**What you have to do:** Copy exactly the lines from the "target | grass pitch" line to the end, both included, and nothing else.
============
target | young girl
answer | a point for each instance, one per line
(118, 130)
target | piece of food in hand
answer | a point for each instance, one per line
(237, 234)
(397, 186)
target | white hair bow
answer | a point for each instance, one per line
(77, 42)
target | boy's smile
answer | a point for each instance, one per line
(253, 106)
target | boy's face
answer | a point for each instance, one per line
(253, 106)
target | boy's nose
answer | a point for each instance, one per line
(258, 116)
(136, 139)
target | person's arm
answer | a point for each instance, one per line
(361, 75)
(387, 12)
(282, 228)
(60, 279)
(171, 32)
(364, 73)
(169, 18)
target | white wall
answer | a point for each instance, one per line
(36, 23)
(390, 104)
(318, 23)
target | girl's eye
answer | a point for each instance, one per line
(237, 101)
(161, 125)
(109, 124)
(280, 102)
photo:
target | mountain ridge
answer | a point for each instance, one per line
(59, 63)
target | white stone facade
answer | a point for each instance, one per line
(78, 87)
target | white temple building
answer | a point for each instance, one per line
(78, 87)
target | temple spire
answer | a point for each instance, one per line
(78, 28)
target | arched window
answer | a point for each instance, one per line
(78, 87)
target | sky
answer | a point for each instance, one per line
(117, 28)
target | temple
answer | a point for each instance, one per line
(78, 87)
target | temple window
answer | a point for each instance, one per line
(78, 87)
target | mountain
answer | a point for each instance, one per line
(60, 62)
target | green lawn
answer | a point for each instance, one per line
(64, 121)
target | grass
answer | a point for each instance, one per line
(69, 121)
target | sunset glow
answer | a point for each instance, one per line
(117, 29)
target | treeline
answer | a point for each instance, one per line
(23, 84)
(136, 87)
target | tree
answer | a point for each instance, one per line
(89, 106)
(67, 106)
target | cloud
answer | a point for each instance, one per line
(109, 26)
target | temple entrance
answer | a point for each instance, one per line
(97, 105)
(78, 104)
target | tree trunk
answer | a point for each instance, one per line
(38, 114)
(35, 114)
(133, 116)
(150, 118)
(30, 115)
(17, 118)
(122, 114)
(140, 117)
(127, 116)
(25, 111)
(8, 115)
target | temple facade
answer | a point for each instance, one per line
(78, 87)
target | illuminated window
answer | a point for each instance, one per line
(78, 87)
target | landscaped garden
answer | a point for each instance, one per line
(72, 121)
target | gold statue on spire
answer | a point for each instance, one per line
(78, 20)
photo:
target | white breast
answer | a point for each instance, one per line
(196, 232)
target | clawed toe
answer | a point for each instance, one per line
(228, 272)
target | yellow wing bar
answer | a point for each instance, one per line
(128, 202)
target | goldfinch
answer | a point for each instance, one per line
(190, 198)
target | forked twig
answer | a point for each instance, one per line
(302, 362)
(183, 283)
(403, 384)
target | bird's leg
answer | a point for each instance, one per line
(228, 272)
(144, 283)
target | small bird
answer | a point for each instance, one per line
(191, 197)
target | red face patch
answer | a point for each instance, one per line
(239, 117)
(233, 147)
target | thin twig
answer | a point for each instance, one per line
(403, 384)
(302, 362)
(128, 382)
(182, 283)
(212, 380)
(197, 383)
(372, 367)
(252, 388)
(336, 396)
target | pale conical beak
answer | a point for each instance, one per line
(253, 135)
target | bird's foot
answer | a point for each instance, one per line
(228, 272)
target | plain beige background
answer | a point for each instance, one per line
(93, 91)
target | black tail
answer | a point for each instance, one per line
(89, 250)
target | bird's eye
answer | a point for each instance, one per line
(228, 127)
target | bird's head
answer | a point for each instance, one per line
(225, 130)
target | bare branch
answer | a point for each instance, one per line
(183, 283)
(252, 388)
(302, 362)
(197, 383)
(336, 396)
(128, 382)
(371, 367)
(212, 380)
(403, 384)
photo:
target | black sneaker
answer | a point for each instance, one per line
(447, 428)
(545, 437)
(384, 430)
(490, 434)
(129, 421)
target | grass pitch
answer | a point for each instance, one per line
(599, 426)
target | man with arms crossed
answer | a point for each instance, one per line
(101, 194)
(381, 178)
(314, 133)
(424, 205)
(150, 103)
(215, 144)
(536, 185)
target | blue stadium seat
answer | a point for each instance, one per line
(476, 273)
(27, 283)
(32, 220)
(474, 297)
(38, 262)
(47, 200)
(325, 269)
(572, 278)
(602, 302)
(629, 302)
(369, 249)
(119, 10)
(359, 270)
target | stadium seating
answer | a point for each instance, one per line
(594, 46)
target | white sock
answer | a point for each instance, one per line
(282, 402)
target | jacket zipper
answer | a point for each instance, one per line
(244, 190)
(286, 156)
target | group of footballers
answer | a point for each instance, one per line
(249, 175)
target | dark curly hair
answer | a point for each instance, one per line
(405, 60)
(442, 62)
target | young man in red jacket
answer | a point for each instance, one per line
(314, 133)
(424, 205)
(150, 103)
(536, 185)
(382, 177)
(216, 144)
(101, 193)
============
**Answer to this exercise:**
target | grass pitch
answer | a point for each instance, one per line
(599, 426)
target | man with arms crossed
answer | a point for each instance, one per line
(101, 194)
(381, 178)
(314, 133)
(424, 205)
(150, 103)
(215, 144)
(536, 185)
target | blue stadium seat
answer | a point for each instance, one per line
(476, 273)
(27, 283)
(32, 220)
(474, 297)
(38, 262)
(47, 200)
(325, 269)
(572, 278)
(602, 302)
(629, 302)
(369, 249)
(119, 10)
(359, 270)
target | stadium seating
answer | a point for each instance, one per line
(594, 46)
target | white sock
answer | a point for each instance, one per line
(282, 402)
target | jacket zipper
answer | a point for each instance, one per line
(244, 190)
(286, 156)
target | group of footballers
answer | a point for each instance, one per line
(249, 175)
target | dark curly hair
answer | a point for each instance, one per line
(405, 60)
(442, 62)
target | young man in red jacket
answer | a point for each instance, one per line
(314, 133)
(424, 205)
(150, 103)
(536, 185)
(382, 177)
(216, 144)
(101, 193)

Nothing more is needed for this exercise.